Written exercise.
Put the lines from the one containing "item: chimney" through the one containing "[245,223,248,243]", both included, into a numbered list, leaving out any blank lines.

A run of entries
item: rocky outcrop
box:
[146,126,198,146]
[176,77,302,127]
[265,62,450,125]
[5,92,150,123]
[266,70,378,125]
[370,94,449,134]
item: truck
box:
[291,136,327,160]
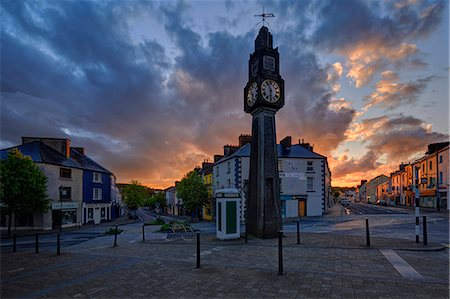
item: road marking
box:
[380,249,423,280]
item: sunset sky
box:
[0,0,449,188]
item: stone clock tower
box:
[244,26,284,238]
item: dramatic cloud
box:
[364,71,433,110]
[0,0,447,187]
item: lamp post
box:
[59,186,63,231]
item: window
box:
[252,60,258,75]
[93,172,102,183]
[92,188,102,200]
[306,177,314,191]
[59,187,72,199]
[263,56,275,72]
[59,168,72,179]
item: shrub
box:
[145,218,165,225]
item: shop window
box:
[59,168,72,179]
[62,210,77,224]
[306,177,314,191]
[93,172,102,183]
[59,187,72,199]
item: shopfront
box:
[52,202,79,228]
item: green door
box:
[226,201,237,234]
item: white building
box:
[213,137,333,221]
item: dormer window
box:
[92,172,102,183]
[59,168,72,179]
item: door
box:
[94,208,100,224]
[298,199,306,217]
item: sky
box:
[0,0,449,188]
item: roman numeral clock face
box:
[261,79,281,103]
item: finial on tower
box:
[255,6,275,26]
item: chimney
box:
[71,147,85,156]
[223,144,239,156]
[298,139,313,152]
[239,134,252,147]
[280,136,292,148]
[214,155,223,163]
[22,137,70,158]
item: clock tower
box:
[244,26,284,238]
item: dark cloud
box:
[0,1,442,186]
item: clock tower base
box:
[246,107,282,238]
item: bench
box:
[164,223,194,241]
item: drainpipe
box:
[435,150,441,212]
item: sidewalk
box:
[0,224,449,298]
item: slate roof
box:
[0,141,111,173]
[215,143,326,164]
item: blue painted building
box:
[70,147,118,224]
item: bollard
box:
[278,230,283,275]
[114,224,118,247]
[366,218,370,247]
[56,233,61,255]
[195,232,200,269]
[416,214,419,243]
[13,234,17,252]
[423,216,428,246]
[35,234,39,253]
[245,223,248,243]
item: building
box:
[213,135,333,221]
[70,147,118,224]
[0,137,116,230]
[164,182,183,215]
[412,142,449,208]
[364,174,389,204]
[200,161,215,221]
[388,163,408,206]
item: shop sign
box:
[52,202,78,210]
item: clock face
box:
[261,79,281,103]
[247,82,258,107]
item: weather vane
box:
[255,6,275,26]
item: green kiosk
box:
[215,188,241,240]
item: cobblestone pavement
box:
[0,226,449,298]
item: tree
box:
[177,170,208,218]
[0,150,50,234]
[122,180,150,214]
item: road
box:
[1,203,449,251]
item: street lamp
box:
[59,186,63,231]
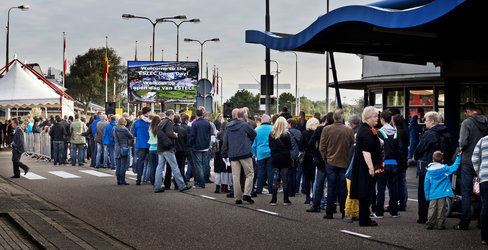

Task answer.
1. item: chimney
2. box:
3. [71,147,85,156]
4. [223,144,239,156]
5. [298,139,313,152]
6. [239,134,252,147]
7. [280,136,292,148]
8. [214,155,223,163]
9. [22,137,70,158]
10. item: clock tower
11. box:
12. [244,26,284,238]
13. item: dark cloud
14. box:
15. [0,1,442,186]
16. item: clock tower base
17. box:
18. [246,107,282,238]
19. item: bench
20. box:
21. [164,223,194,241]
22. item: drainpipe
23. box:
24. [435,150,441,212]
25. item: sidewalk
26. box:
27. [0,224,449,298]
28. item: slate roof
29. box:
30. [0,141,111,173]
31. [215,143,326,164]
32. item: blue painted building
33. box:
34. [70,147,118,224]
35. item: bollard
36. box:
37. [278,230,283,275]
38. [114,224,118,247]
39. [366,218,370,247]
40. [56,233,61,255]
41. [195,232,200,269]
42. [416,214,419,243]
43. [13,234,17,252]
44. [423,216,428,246]
45. [35,234,39,253]
46. [245,223,248,243]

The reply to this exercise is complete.